__Consigne écrite 1__.
Extrayez du texte sur l'histoire du Saint-Esprit le passage qui va de « Le Saint-Esprit est » à « actuellement le Bourg. », sans rien y changer.

Histoire du Saint-Esprit

Le Saint-Esprit, une commune chargée d'histoire

Le Saint-Esprit est né vers 1746 de la division de l’ancienne paroisse « Cul-de-Sac-à-Vache » qui regroupait les communes actuelles de Rivière-Salée, Trois-Ilets et Trou au Chat (Ducos). Il était autrefois appelé Bourg-des-Coulisses en raison de sa position stratégique qui permettait la culture de la canne sur les  mornes environnants, et l’installation de longues « gouttières », les coulisses, par lesquelles la canne était acheminée, rapidement et à moindre effort, jusqu’aux moulins à eau ou à bêtes des quatre premières sucreries qui s’étaient toutes positionnées au centre de la cuvette où se trouve actuellement le Bourg. 

Cette solution s’était imposée en raison de la nature des terrains constitués de couches d’alluvions apportés par les deux rivières principales, rendant très difficile la circulation de lourds « cabrouets » chargés de cannes, systématiquement embourbés. Peu à peu la paroisse se structure en bourg autour de la première église et de la place d’arme à l’emplacement de l’actuel cimetière. Vers 1820, la commune compte une dizaine de sucreries en activité, chiffre qui passera en 1882 à dix-huit habitations sucrières avant la disparition totale de cette industrie avant la seconde guerre mondiale.

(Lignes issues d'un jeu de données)
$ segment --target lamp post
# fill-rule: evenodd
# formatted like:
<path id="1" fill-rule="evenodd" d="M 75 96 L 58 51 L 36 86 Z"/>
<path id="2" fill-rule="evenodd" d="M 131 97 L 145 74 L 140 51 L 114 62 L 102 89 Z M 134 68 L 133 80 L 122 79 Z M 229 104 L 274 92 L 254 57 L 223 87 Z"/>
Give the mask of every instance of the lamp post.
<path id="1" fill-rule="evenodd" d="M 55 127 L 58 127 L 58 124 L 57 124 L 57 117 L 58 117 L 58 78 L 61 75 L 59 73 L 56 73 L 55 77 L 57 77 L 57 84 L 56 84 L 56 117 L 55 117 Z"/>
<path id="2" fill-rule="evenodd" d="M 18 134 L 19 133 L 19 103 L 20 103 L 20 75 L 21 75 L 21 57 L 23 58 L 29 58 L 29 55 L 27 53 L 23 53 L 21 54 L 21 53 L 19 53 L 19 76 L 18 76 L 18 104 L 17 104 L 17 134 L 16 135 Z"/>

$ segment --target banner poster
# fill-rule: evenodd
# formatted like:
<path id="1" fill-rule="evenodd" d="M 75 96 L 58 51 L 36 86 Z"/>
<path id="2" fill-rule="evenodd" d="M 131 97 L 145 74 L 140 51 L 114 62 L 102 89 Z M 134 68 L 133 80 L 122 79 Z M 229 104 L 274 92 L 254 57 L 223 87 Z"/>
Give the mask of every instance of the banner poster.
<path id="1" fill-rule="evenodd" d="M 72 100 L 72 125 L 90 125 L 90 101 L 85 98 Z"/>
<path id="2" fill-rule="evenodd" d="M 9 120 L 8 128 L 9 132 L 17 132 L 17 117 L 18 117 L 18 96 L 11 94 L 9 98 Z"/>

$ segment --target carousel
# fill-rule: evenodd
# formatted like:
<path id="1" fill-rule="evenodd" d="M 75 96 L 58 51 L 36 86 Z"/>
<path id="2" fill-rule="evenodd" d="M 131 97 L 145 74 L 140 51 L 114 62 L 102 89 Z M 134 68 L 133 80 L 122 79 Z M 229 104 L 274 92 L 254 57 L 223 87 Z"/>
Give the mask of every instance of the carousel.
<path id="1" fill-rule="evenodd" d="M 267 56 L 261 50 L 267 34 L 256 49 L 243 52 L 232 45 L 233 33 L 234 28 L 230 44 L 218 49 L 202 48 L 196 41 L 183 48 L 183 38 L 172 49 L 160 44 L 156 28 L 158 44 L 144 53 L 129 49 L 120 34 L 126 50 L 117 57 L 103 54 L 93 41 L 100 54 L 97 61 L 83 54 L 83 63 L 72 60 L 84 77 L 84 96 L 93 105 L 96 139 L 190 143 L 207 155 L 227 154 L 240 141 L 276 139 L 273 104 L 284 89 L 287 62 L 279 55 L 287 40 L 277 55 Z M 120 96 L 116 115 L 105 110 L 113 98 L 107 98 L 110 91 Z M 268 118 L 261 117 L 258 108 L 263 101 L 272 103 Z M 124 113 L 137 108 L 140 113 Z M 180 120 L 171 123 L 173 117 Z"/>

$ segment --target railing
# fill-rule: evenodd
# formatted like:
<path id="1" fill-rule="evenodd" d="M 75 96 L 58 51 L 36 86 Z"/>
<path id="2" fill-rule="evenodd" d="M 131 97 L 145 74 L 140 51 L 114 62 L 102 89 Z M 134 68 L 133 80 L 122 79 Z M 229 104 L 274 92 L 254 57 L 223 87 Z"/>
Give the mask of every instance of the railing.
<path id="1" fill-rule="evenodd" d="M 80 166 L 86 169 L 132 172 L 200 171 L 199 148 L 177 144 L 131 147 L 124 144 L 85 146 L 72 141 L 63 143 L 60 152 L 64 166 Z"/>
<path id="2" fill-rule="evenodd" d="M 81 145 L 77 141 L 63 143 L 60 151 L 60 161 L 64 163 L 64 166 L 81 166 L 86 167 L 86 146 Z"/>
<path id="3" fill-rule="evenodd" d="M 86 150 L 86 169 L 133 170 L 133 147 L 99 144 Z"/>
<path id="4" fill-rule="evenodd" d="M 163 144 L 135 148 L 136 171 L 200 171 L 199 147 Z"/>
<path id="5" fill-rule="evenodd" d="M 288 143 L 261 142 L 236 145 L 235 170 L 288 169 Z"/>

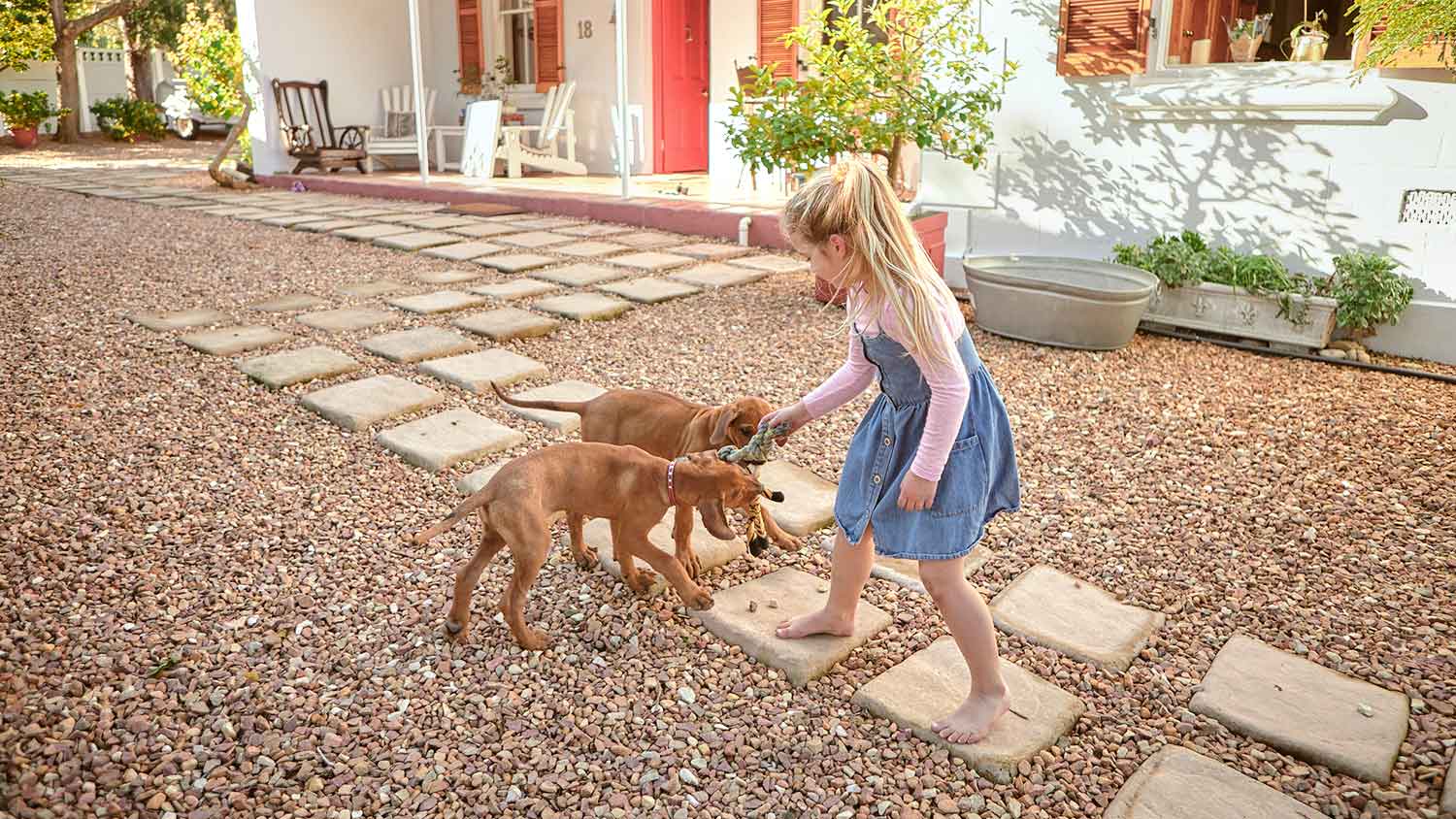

__Consigne écrite 2__.
Relevez chacune des lignes ci-dessus où figure le mot « mask ».

__Réponse correcte 1__.
Le Saint-Esprit est né vers 1746 de la division de l’ancienne paroisse « Cul-de-Sac-à-Vache » qui regroupait les communes actuelles de Rivière-Salée, Trois-Ilets et Trou au Chat (Ducos). Il était autrefois appelé Bourg-des-Coulisses en raison de sa position stratégique qui permettait la culture de la canne sur les  mornes environnants, et l’installation de longues « gouttières », les coulisses, par lesquelles la canne était acheminée, rapidement et à moindre effort, jusqu’aux moulins à eau ou à bêtes des quatre premières sucreries qui s’étaient toutes positionnées au centre de la cuvette où se trouve actuellement le Bourg.

__Réponse correcte 2__.
Give the mask of every instance of the lamp post.
Give the mask of every instance of the banner poster.
Give the mask of every instance of the carousel.
Give the mask of every instance of the railing.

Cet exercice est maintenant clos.